## EXTRACTED TEXT

Begin

My friend in Houston, TX, Kurt Bradley, a successful Dynamics SL consultant for the past 25 years, shared this story with me. Other than worksheets and “inventory by walking around” there are few lower cost options for distributors suffering through the challenges of trying to figure out what inventory to buy without overstocking.
A distributor that is a longtime client has been using Dynamics SL and its predecessor, Solomon III, since 1987. They have kept their business simple and, in the past, had been able to adequately manage stock levels using Order Management, Inventory, and the core financial modules. But, over the course of the past decade, there has been a dramatic shift in their supply chain as domestic manufacturers have disappeared. The only manufacturers left are in China (even the Tool & Die Companies that make the machinery used by our client’s manufacturers now only exist in China).
Instead of receiving an order within days, it now takes over a month. To insure that the manufacturers have enough parts on hand, our client has to provide them with a forecast of their inventory demand several months out. Back in 1987, the term Supply Chain Management did not exist (the rapid response didn’t demand significant amounts of long range planning). Now it has grown into a complex monster. It got to the point where the vice president and another person were spending “months” trying to forecast demand. By the time they completed a forecast, it was already obsolete.
We had discussed their problem as it grew, offering possible solutions along the way. We suggested implementing the Inventory Replenishment and Purchasing Modules and various third party products. The cost of the modules (and a required upgrade to the Professional or Advanced Edition) would have been at least $20K. This did not include the labor to implement these products, nor the effort to derive a lot of parameters to which they could not relate. Reorder Point, Economic Order Quantity, Safety Stock, and Purchase Order Lead Time are concepts that they know intuitively but do not embrace.

End

## SHORT TASK 1
Translate this sentence from the inventory forecasting text into Spanish: "Instead of receiving an order within days, it now takes over a month."

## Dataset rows

Begin

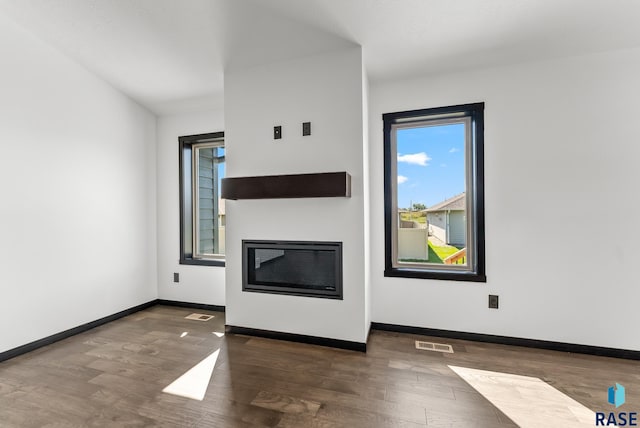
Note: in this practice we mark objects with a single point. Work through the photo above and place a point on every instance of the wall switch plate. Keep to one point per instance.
(493, 301)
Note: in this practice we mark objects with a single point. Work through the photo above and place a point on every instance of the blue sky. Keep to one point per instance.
(431, 164)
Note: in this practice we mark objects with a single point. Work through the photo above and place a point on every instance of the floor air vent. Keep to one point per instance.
(431, 346)
(199, 317)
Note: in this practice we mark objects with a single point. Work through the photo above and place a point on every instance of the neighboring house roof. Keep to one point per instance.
(457, 203)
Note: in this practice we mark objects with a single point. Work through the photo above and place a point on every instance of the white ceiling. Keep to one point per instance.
(170, 55)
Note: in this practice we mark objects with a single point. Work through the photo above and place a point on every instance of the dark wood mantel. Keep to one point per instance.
(319, 185)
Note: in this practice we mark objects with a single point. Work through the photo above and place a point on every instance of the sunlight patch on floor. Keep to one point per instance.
(527, 401)
(193, 384)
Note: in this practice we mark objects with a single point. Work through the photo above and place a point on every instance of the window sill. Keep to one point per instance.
(202, 262)
(430, 274)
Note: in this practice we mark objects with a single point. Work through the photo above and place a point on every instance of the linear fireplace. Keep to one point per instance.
(293, 267)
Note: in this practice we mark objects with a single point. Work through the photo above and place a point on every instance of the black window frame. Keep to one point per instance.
(474, 111)
(186, 144)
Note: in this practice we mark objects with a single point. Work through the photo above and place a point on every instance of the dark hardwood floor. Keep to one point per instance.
(113, 376)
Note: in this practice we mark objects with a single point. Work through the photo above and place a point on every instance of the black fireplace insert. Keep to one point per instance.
(298, 268)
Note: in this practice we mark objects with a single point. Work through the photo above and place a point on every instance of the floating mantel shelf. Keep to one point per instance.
(320, 185)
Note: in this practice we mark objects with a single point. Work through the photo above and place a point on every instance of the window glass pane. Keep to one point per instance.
(210, 208)
(431, 194)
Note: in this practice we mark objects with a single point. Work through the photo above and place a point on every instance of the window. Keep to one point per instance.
(202, 211)
(434, 193)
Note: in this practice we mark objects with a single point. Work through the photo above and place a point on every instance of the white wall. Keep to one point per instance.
(198, 284)
(77, 173)
(561, 154)
(327, 90)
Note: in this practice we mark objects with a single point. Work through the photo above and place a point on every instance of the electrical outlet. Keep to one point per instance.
(493, 301)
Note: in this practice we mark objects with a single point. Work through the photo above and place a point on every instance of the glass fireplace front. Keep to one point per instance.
(293, 267)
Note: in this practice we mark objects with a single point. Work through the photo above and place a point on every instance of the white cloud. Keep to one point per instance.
(415, 158)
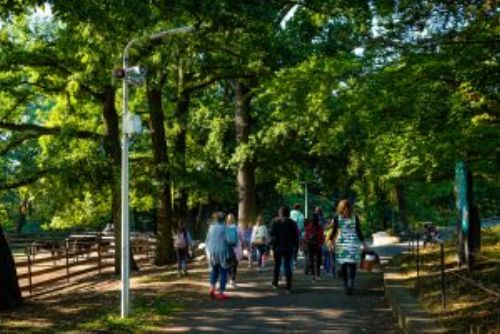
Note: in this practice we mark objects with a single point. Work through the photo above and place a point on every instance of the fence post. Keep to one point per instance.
(418, 261)
(28, 251)
(443, 278)
(66, 246)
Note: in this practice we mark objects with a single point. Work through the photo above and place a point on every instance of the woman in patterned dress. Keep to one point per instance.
(348, 242)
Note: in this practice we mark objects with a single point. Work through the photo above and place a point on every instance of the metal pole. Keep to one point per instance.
(418, 260)
(305, 199)
(443, 282)
(125, 279)
(29, 270)
(125, 238)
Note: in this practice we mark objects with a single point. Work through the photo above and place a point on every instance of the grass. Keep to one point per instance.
(467, 305)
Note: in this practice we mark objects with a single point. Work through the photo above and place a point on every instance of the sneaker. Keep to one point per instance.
(221, 296)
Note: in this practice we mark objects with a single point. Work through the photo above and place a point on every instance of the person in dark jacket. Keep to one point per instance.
(314, 241)
(348, 241)
(284, 242)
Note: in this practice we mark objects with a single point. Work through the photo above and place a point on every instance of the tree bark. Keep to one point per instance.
(246, 171)
(403, 215)
(164, 217)
(10, 293)
(113, 150)
(181, 115)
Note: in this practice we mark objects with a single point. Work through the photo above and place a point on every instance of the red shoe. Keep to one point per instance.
(221, 296)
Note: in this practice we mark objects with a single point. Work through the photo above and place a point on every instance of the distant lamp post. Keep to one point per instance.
(131, 124)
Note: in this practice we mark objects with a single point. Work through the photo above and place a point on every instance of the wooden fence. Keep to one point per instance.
(49, 262)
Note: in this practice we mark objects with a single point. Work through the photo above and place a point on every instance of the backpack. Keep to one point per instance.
(180, 240)
(314, 239)
(232, 236)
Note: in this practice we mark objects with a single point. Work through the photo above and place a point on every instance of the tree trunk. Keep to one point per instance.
(113, 151)
(164, 217)
(403, 215)
(10, 293)
(181, 115)
(246, 170)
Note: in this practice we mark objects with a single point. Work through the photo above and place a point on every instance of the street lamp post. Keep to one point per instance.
(127, 130)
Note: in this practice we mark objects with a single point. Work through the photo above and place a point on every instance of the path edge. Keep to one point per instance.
(408, 312)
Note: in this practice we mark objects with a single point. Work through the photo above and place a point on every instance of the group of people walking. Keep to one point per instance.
(335, 244)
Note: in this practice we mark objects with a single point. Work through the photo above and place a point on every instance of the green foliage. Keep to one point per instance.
(420, 96)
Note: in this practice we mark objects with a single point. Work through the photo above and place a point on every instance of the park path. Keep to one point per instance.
(313, 306)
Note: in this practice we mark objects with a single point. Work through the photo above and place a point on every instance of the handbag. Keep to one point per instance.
(230, 254)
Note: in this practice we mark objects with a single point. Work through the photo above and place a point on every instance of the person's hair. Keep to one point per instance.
(344, 209)
(230, 217)
(284, 211)
(218, 216)
(315, 220)
(259, 220)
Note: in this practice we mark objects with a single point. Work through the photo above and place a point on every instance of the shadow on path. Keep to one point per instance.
(313, 306)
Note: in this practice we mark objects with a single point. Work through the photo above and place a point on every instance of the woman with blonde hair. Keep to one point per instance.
(348, 242)
(260, 239)
(216, 245)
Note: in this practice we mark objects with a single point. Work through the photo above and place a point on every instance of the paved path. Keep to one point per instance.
(320, 307)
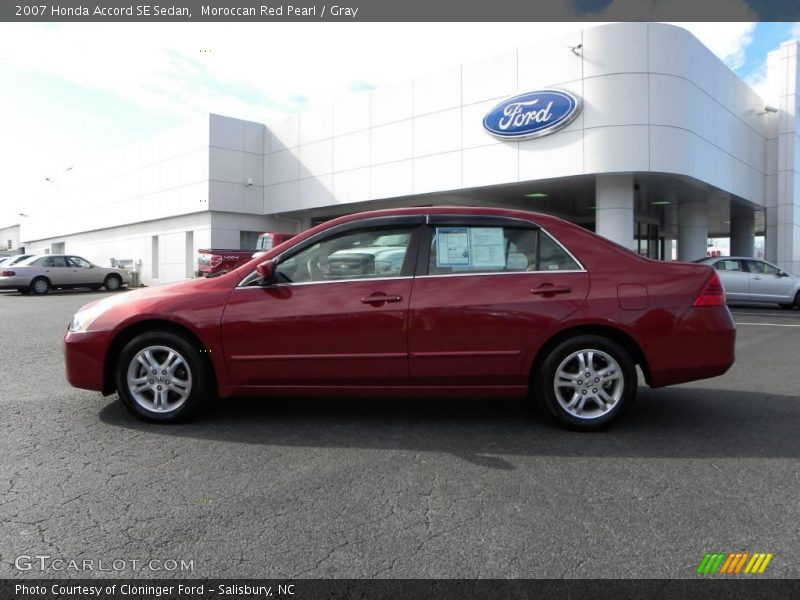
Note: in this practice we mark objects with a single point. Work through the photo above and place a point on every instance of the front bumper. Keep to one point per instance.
(84, 358)
(13, 283)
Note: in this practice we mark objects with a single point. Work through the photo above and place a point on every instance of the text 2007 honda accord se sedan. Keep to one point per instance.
(433, 302)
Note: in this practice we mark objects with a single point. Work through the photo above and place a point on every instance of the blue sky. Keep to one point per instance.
(72, 91)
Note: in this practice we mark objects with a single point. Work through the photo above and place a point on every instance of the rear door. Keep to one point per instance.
(767, 284)
(486, 288)
(58, 270)
(735, 278)
(337, 315)
(83, 273)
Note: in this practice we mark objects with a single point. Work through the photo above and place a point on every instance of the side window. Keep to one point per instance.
(756, 266)
(495, 250)
(77, 261)
(55, 261)
(729, 265)
(363, 254)
(553, 257)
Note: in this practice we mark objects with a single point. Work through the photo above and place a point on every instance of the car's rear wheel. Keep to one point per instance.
(161, 377)
(40, 285)
(587, 382)
(112, 283)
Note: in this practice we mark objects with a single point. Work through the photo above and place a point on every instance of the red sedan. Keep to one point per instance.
(434, 302)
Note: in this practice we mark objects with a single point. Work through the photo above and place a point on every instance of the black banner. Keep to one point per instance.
(394, 10)
(396, 589)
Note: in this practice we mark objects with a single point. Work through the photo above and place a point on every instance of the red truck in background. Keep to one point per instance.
(215, 261)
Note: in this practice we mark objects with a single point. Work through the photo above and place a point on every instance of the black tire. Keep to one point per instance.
(142, 404)
(112, 282)
(40, 285)
(586, 393)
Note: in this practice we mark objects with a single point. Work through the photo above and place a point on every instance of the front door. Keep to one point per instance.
(58, 270)
(336, 315)
(767, 284)
(490, 290)
(735, 278)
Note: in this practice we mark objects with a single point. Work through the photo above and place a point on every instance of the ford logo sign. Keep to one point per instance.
(532, 115)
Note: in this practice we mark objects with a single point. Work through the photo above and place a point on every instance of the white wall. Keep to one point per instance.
(134, 242)
(163, 176)
(783, 182)
(655, 99)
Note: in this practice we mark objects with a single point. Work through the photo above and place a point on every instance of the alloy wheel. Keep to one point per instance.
(159, 379)
(588, 383)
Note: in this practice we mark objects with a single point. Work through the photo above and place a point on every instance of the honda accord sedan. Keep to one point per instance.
(420, 302)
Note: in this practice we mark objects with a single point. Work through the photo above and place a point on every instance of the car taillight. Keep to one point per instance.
(712, 295)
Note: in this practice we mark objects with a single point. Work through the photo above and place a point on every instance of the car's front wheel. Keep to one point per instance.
(587, 382)
(40, 285)
(112, 283)
(161, 377)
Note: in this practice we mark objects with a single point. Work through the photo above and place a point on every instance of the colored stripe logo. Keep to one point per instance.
(733, 563)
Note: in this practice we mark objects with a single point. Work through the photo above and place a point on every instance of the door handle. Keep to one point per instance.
(547, 290)
(380, 299)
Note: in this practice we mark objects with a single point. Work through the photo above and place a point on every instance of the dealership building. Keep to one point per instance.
(664, 148)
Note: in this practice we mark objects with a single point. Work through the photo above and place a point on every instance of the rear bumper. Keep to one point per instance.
(702, 345)
(84, 356)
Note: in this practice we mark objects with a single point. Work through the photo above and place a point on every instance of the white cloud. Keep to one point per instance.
(729, 41)
(249, 70)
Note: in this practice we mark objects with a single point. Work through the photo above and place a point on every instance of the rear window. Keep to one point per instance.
(729, 265)
(467, 249)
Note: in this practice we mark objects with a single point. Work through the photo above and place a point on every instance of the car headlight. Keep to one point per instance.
(84, 317)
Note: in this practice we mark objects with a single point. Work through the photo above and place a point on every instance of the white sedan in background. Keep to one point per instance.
(39, 274)
(748, 279)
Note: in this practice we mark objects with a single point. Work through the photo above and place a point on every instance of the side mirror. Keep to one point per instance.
(266, 271)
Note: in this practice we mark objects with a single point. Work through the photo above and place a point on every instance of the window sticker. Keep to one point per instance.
(488, 247)
(452, 247)
(471, 247)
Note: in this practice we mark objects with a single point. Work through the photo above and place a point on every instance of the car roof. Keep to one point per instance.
(707, 258)
(540, 218)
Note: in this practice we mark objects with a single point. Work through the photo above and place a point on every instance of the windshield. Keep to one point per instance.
(28, 261)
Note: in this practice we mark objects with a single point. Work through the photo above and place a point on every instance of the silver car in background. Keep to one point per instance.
(39, 274)
(748, 279)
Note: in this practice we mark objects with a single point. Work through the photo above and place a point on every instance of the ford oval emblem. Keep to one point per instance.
(531, 115)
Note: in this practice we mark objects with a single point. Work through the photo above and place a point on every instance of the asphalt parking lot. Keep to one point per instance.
(318, 488)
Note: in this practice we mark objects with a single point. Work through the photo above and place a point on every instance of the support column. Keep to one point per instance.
(692, 229)
(614, 208)
(742, 230)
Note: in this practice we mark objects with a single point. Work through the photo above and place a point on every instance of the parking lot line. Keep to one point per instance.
(770, 324)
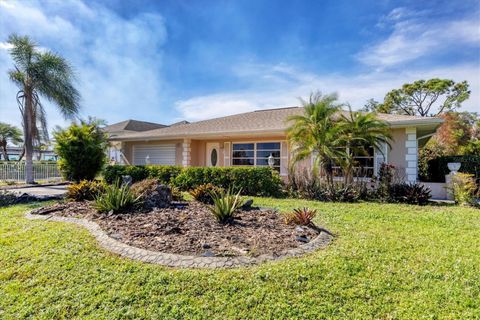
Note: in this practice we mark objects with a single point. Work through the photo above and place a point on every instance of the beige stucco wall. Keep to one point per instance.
(396, 155)
(128, 148)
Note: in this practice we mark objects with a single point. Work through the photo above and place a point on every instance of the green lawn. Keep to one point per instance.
(387, 262)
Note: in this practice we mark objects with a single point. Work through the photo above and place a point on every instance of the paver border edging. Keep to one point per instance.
(178, 260)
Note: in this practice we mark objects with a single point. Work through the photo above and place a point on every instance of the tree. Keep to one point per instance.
(316, 133)
(423, 97)
(40, 74)
(9, 133)
(361, 131)
(82, 151)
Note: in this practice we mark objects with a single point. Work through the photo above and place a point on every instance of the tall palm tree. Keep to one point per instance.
(317, 133)
(40, 74)
(9, 134)
(360, 132)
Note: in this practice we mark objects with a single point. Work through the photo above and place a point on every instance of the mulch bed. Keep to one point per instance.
(192, 230)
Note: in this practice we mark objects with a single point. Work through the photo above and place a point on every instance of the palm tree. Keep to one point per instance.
(362, 131)
(317, 133)
(40, 74)
(9, 133)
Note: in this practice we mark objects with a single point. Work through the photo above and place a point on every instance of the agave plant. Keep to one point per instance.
(225, 204)
(116, 198)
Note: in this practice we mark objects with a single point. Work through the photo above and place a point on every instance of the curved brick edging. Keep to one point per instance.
(178, 260)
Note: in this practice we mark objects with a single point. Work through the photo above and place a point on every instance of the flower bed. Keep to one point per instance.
(190, 229)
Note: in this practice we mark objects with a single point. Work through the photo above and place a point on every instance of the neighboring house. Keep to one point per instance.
(248, 139)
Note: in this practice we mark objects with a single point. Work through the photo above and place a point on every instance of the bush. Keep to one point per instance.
(82, 151)
(464, 189)
(256, 181)
(85, 190)
(203, 193)
(413, 193)
(437, 168)
(303, 216)
(177, 194)
(164, 174)
(152, 193)
(225, 204)
(116, 198)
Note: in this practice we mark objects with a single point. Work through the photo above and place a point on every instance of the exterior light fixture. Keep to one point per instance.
(271, 161)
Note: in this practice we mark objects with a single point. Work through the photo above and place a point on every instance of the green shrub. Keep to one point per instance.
(464, 189)
(412, 193)
(301, 216)
(164, 174)
(225, 204)
(85, 190)
(177, 194)
(116, 198)
(82, 151)
(437, 168)
(142, 188)
(203, 193)
(255, 181)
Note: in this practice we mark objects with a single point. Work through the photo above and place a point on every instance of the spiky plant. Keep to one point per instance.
(225, 204)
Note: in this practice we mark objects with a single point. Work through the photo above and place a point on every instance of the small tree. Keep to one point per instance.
(82, 151)
(317, 134)
(9, 133)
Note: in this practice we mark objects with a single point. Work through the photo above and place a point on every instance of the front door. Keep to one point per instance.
(213, 154)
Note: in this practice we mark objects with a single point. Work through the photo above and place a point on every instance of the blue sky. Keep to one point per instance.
(165, 61)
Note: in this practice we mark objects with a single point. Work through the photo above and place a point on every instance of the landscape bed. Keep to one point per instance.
(189, 228)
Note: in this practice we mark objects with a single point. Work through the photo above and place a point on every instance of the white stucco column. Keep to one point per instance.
(411, 157)
(186, 151)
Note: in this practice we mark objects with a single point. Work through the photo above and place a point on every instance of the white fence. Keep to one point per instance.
(15, 171)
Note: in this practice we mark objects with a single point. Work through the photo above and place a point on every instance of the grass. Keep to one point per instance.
(387, 262)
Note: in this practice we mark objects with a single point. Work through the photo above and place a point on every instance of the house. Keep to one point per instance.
(249, 139)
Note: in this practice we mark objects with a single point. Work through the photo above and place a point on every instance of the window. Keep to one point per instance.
(364, 163)
(256, 154)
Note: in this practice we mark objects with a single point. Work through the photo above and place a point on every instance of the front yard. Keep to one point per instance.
(387, 261)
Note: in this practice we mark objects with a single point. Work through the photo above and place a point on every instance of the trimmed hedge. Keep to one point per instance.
(437, 168)
(164, 174)
(255, 181)
(259, 181)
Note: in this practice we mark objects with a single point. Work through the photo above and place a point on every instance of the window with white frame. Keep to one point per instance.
(256, 154)
(364, 163)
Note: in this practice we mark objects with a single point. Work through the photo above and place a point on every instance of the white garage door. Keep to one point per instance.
(157, 154)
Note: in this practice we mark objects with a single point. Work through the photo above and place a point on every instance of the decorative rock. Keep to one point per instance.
(299, 229)
(248, 204)
(208, 253)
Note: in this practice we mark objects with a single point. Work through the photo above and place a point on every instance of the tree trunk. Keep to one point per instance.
(28, 122)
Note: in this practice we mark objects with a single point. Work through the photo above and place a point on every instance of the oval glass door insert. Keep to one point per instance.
(213, 157)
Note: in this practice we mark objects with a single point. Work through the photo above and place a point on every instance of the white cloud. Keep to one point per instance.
(355, 89)
(117, 60)
(414, 36)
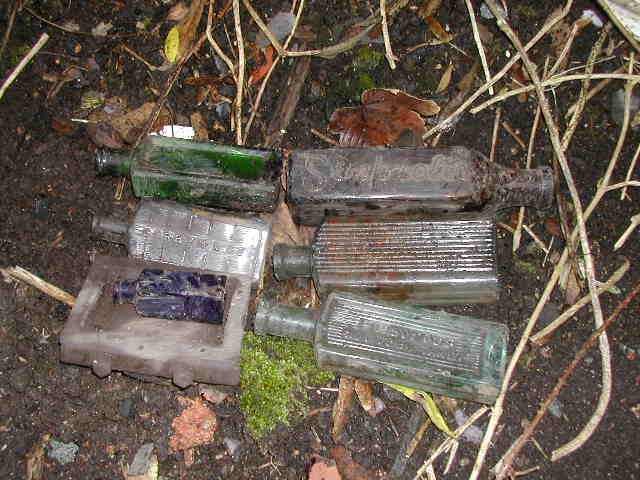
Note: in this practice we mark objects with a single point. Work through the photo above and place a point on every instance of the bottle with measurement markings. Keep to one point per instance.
(177, 234)
(442, 260)
(396, 343)
(201, 173)
(407, 180)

End

## SHORT TASK 2
In the entries, start at the line containing "markings. Keep to one point per instance." and go through the last line of the entries. Arrange those lines as a numbered list, skipping any blank lines.

## WORKED SOLUTION 1
En lugar de recibir un pedido en cuestión de días, ahora tarda más de un mes.

## WORKED SOLUTION 2
1. Note: in this practice we mark objects with a single point. Work through the photo above and place a point on every instance of the bottle with measurement markings. Keep to one point per instance.
2. (177, 234)
3. (442, 260)
4. (396, 343)
5. (201, 173)
6. (407, 180)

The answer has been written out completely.